[Begin]
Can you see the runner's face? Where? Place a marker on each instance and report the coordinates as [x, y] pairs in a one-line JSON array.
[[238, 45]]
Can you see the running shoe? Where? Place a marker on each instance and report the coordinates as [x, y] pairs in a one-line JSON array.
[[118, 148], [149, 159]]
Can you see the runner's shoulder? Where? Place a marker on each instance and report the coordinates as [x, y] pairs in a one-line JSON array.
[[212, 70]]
[End]
[Begin]
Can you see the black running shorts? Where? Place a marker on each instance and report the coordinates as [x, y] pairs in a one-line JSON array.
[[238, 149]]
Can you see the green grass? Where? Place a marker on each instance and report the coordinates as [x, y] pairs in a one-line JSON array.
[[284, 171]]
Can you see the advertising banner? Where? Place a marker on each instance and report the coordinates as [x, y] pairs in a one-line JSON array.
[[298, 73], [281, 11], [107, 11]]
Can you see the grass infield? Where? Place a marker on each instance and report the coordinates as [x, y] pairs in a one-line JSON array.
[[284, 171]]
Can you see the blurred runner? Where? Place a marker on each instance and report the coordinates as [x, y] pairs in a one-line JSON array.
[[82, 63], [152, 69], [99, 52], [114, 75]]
[End]
* _Aim_: Retype the material from the line containing "Can you see the runner's face?" through the line containing "[[118, 148], [149, 159]]", including both of those lines.

* _Correct output_:
Can you see the runner's face? Where? Place a marker on each instance and report the coordinates as [x, y] pairs in a one-line JSON array.
[[238, 45]]
Can you see the running shoe? Where? Place a marker on each instance and report the coordinates as [x, y] pairs in a one-line JSON array.
[[118, 148], [149, 159]]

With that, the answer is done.